[Excerpts from a dataset]
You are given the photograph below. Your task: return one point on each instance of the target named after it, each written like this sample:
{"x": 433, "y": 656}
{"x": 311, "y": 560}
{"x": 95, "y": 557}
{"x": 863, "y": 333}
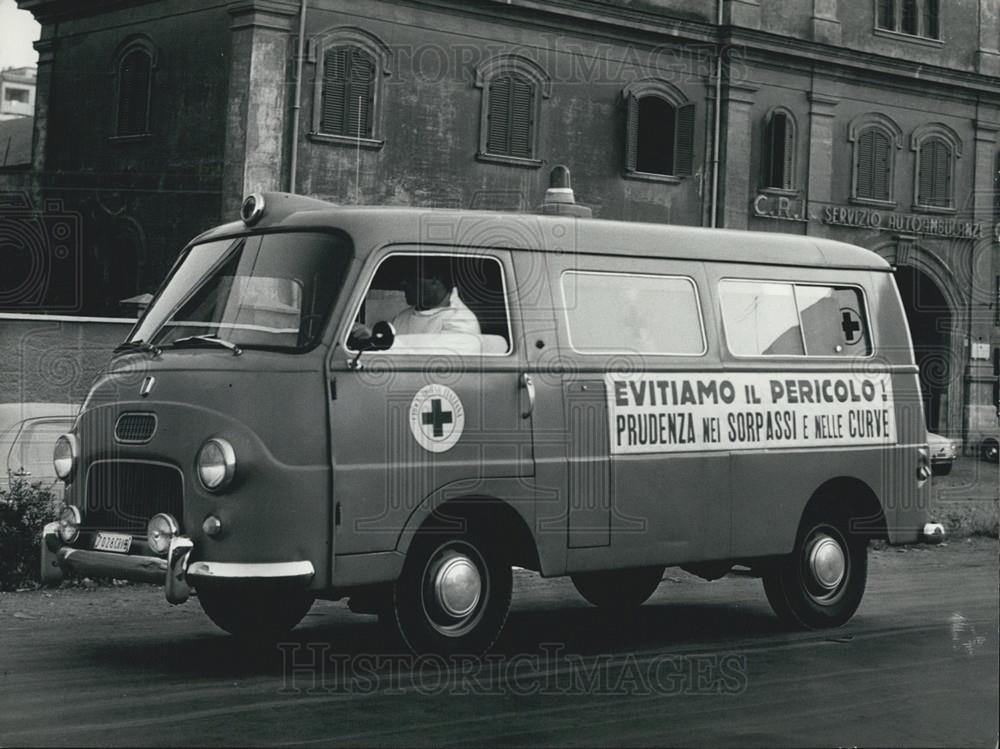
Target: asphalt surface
{"x": 701, "y": 663}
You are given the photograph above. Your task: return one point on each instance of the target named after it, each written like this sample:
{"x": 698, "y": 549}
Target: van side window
{"x": 761, "y": 318}
{"x": 833, "y": 321}
{"x": 765, "y": 318}
{"x": 631, "y": 313}
{"x": 447, "y": 304}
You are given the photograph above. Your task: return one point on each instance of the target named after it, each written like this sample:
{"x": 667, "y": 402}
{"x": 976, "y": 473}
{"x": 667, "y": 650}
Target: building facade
{"x": 871, "y": 121}
{"x": 17, "y": 93}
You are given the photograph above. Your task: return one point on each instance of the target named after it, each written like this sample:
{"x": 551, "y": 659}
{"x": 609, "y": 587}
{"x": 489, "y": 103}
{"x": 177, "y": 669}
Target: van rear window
{"x": 767, "y": 318}
{"x": 632, "y": 313}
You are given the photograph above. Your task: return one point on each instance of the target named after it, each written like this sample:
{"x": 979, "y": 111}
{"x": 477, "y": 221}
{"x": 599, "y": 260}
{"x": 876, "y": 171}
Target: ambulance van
{"x": 585, "y": 398}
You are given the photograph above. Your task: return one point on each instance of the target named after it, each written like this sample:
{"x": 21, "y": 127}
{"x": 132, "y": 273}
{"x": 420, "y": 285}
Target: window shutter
{"x": 521, "y": 117}
{"x": 632, "y": 134}
{"x": 908, "y": 22}
{"x": 335, "y": 90}
{"x": 887, "y": 14}
{"x": 931, "y": 23}
{"x": 882, "y": 167}
{"x": 361, "y": 90}
{"x": 864, "y": 167}
{"x": 498, "y": 130}
{"x": 684, "y": 153}
{"x": 937, "y": 162}
{"x": 788, "y": 162}
{"x": 133, "y": 93}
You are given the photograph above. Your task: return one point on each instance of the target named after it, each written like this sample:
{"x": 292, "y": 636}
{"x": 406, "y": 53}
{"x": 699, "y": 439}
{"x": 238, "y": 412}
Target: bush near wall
{"x": 25, "y": 508}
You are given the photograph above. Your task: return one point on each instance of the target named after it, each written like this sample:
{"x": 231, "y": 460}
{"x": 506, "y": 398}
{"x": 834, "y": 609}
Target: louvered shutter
{"x": 521, "y": 117}
{"x": 931, "y": 26}
{"x": 133, "y": 94}
{"x": 864, "y": 167}
{"x": 882, "y": 167}
{"x": 934, "y": 178}
{"x": 908, "y": 21}
{"x": 887, "y": 14}
{"x": 498, "y": 129}
{"x": 684, "y": 152}
{"x": 335, "y": 90}
{"x": 632, "y": 133}
{"x": 788, "y": 155}
{"x": 361, "y": 93}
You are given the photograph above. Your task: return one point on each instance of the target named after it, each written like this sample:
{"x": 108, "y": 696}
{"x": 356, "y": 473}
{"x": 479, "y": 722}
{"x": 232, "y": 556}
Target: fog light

• Exercise details:
Every entry is to be reproduced word for word, and no image is carried over.

• Exercise answer:
You are given the photograph below. Your task: return one point on each instance of the target named after it, each written like this sample:
{"x": 433, "y": 656}
{"x": 311, "y": 560}
{"x": 95, "y": 557}
{"x": 863, "y": 333}
Target: asphalt surface
{"x": 701, "y": 663}
You are given the photograph above. Your task: return one point on each instance of the target named after it, each written like this sample:
{"x": 698, "y": 549}
Target: van side window
{"x": 761, "y": 318}
{"x": 833, "y": 321}
{"x": 765, "y": 318}
{"x": 631, "y": 313}
{"x": 447, "y": 304}
You are given the photograph above. Your task: return one point on each instance of the target named after it, each written like this sample:
{"x": 667, "y": 402}
{"x": 976, "y": 473}
{"x": 667, "y": 650}
Target: building facade
{"x": 871, "y": 121}
{"x": 17, "y": 93}
You are given the photograph above. Your task: return one point on each instance of the target named after it, each written like this sample:
{"x": 551, "y": 659}
{"x": 609, "y": 587}
{"x": 489, "y": 103}
{"x": 177, "y": 669}
Target: van rear window
{"x": 767, "y": 318}
{"x": 632, "y": 313}
You are given the photograph above. Your task: return one point on each instance of the target named after it, each written like this sample:
{"x": 979, "y": 111}
{"x": 477, "y": 221}
{"x": 599, "y": 260}
{"x": 876, "y": 171}
Target: ambulance van
{"x": 585, "y": 398}
You are given the photograph above. Your task: return one point on each instance of the target named after it, each written like this sample:
{"x": 21, "y": 127}
{"x": 132, "y": 273}
{"x": 420, "y": 285}
Target: window shutter
{"x": 521, "y": 117}
{"x": 632, "y": 134}
{"x": 908, "y": 22}
{"x": 335, "y": 90}
{"x": 887, "y": 14}
{"x": 931, "y": 23}
{"x": 882, "y": 167}
{"x": 361, "y": 90}
{"x": 864, "y": 167}
{"x": 498, "y": 130}
{"x": 684, "y": 153}
{"x": 937, "y": 162}
{"x": 788, "y": 162}
{"x": 133, "y": 93}
You are given the photograph above. Your task: return one point on each instance of the target named after it, each written like this sample:
{"x": 292, "y": 636}
{"x": 406, "y": 53}
{"x": 699, "y": 439}
{"x": 238, "y": 412}
Target: bush near wall
{"x": 25, "y": 508}
You are given the photograph above. Your task: return one point on each instance of the target named after it, each written like this sample:
{"x": 231, "y": 460}
{"x": 506, "y": 398}
{"x": 834, "y": 609}
Target: louvered shutter
{"x": 521, "y": 117}
{"x": 931, "y": 26}
{"x": 133, "y": 94}
{"x": 864, "y": 167}
{"x": 882, "y": 167}
{"x": 934, "y": 178}
{"x": 908, "y": 21}
{"x": 887, "y": 14}
{"x": 498, "y": 129}
{"x": 684, "y": 152}
{"x": 335, "y": 90}
{"x": 632, "y": 133}
{"x": 788, "y": 155}
{"x": 361, "y": 93}
You are given the photograph above. Your task: return one point on each instance of the target named after it, each written like this sample:
{"x": 108, "y": 696}
{"x": 356, "y": 473}
{"x": 479, "y": 722}
{"x": 232, "y": 556}
Target: fog light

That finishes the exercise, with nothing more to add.